**选文:**
· · · · · · ·

PrintWriter和PrintStream的实现方式以及API几乎完全一致,除了不会自动检测换行符并刷新。关于两者的黑历史参考:
当与远程URL的连接建立后并不会马上发送请求,而是等到需要获取响应时。我们以获取全部响应头为例,sun.net.www.protocol.http.HttpURLConnection.getHeaderFields:
@Override
public Map<String, List<String>> getHeaderFields() {
try {
getInputStream();
} catch (IOException e) {}
return getFilteredHeaderFields();
}
getInputStream方法调用了写请求writeRequests方法。最终实现位于HttpClient.writeRequests:
public void writeRequests(MessageHeader head,PosterOutputStream pos) {
requests = head;
requests.print(serverOutput);
serverOutput.flush();
}
MessageHeader.print:
public synchronized void print(PrintStream p) {
for (int i = 0; i < nkeys; i++)
if (keys[i] != null) {
p.print(keys[i] +
(values[i] != null ? ": "+values[i]: "") + "\r\n");
}
p.print("\r\n");
p.flush();
}
一目了然。
其实就是获得输入流逐行解析的过程,不再向下展开。
触发DNS解析的时机是HttpClient的New方法,默认的实现是Inet4AddressImpl的lookupAllHostAddr方法:
public native InetAddress[]
lookupAllHostAddr(String hostname) throws UnknownHostException;
native实现其实调用的是Linux的getaddrinfo系统调用,当然JDK在java层面也有对解析结果的缓存。
如何查看Linux的DNS服务器地址呢?

· · · · · · ·

**练习题:**
**a.** 在关于 HttpURLConnection 的选文中,DNS 解析默认由哪个类的哪个方法实现?
**b.** 请续写关于 HttpURLConnection 的选文,从其最后一句之后接着写下去。
后附记录在作答时用不到。

**坐标标注条目:**
· · · · · · ·

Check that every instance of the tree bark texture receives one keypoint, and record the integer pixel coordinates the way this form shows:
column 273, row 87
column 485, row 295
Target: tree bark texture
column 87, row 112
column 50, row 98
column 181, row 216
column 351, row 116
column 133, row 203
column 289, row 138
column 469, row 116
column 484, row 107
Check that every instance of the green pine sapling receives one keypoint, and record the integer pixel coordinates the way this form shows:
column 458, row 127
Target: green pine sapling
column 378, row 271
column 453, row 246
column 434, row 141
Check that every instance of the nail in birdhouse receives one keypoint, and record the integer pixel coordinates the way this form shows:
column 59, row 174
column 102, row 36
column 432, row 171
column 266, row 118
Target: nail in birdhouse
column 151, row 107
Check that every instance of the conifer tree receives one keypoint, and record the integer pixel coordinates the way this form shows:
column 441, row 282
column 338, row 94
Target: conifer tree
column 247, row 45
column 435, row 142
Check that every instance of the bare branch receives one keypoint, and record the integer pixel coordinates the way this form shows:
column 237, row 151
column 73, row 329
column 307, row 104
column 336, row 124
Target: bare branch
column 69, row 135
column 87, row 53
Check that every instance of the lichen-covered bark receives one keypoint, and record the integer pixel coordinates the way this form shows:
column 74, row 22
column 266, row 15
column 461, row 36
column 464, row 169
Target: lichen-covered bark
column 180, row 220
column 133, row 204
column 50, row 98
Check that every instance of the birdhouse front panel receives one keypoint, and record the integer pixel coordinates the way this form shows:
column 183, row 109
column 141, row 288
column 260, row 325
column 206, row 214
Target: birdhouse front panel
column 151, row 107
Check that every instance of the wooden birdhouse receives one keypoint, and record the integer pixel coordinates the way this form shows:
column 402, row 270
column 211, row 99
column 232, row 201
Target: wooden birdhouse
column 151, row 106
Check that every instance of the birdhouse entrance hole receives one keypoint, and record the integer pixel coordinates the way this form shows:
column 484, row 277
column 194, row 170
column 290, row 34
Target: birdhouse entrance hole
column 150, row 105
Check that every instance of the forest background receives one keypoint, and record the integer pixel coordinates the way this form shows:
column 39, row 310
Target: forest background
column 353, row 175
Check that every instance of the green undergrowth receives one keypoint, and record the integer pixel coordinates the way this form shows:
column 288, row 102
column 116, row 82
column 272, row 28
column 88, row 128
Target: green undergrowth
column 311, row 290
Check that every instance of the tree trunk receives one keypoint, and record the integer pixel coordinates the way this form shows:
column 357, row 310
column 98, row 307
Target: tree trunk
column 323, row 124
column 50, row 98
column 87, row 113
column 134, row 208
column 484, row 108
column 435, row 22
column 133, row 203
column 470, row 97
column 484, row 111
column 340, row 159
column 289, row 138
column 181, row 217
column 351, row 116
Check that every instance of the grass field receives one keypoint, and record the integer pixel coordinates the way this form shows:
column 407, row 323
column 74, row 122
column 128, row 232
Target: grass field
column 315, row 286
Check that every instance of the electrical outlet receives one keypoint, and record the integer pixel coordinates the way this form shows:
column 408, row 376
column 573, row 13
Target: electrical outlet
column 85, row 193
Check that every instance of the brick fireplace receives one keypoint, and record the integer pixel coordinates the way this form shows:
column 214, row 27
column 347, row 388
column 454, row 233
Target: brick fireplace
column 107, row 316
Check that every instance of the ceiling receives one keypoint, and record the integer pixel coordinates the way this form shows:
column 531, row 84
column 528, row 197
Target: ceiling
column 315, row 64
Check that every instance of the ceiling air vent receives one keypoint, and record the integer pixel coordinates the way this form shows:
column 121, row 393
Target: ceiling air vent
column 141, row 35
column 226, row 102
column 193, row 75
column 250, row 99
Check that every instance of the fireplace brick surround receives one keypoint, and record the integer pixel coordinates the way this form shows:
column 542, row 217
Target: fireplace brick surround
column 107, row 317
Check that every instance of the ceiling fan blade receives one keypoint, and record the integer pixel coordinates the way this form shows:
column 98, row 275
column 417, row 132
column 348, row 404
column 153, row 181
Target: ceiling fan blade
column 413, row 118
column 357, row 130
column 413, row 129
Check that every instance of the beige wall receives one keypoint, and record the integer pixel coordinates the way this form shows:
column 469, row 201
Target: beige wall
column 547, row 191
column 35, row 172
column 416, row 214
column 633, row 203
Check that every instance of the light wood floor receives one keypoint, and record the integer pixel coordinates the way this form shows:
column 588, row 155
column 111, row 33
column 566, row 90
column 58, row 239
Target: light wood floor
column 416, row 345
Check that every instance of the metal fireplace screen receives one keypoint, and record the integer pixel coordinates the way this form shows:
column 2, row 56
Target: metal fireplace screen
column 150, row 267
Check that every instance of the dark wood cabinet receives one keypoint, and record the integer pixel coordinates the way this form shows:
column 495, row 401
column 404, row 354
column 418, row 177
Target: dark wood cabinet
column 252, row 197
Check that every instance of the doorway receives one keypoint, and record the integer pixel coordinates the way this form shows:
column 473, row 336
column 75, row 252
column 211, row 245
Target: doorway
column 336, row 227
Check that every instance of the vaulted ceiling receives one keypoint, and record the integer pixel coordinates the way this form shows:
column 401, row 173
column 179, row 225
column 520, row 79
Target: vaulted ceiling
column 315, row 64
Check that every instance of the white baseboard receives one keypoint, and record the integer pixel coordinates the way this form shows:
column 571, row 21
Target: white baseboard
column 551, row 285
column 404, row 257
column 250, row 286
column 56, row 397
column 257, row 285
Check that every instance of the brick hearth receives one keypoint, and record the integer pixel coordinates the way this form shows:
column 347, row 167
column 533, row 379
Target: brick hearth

· · · · · · ·

**各题答案:**
**a.** Inet4AddressImpl 的 lookupAllHostAddr 方法。

**b.**
-
配置文件
cat /etc/resolv.conf
结果如下:
nameserver 10.0.0.2
-
nslookup:
nslookup baidu.com
结果:
Server: 10.0.0.2 Address: 10.0.0.2#53 Non-authoritative answer: Name: baidu.com Address: 220.181.57.216 Name: baidu.com Address: 123.125.115.110
所以DNS便是10.0.0.2
在创建连接时,源码位于sun.net.www.http.New方法,省略版本:
public static HttpClient New(URL url, Proxy p, int to, boolean useCache,
HttpURLConnection httpuc) throws IOException {
HttpClient ret = null;
/* see if one's already around */
if (useCache) {
ret = kac.get(url, null);
}
// ...
}
kac是connection的缓存,定义在HttpClient类中:
/* where we cache currently open, persistent connections */
protected static KeepAliveCache kac = new KeepAliveCache();
KeepAliveCache的定义如下:
/**
* A class that implements a cache of idle Http connections for keep-alive
*
* @author Stephen R. Pietrowicz (NCSA)
* @author Dave Brown
*/
public class KeepAliveCache
extends HashMap<KeepAliveKey, ClientVector>
implements Runnable {
static final int MAX_CONNECTIONS = 5;
static int result = -1;
static int getMaxConnections() {
if (result == -1) {
result = AccessController.doPrivileged(
new GetIntegerAction("http.maxConnections", MAX_CONNECTIONS))
.intValue();
if (result <= 0) {
result = MAX_CONNECTIONS;
}
}
return result;
}
}
getMaxConnections
指的是能够缓存的最大的连接数,如果不指定,默认是5. 那么缓存的链接的有效期是多少呢?
在KeepAliveCache内有一个静态变量:
static final int LIFETIME = 5000;
这个是过期检查线程运行的时间间隔(毫秒)。此线程初始化:
AccessController.doPrivileged(new PrivilegedAction<>() {
public Void run() {
keepAliveTimer = InnocuousThread.newSystemThread("Keep-Alive-Timer", cache);
keepAliveTimer.setDaemon(true);
keepAliveTimer.setPriority(Thread.MAX_PRIORITY - 2);
keepAliveTimer.start();
return null;
}
});
运行的核心逻辑:
@Override
public void run() {
do {
try {
Thread.sleep(LIFETIME);
} catch (InterruptedException e) {}
// Remove all outdated HttpClients.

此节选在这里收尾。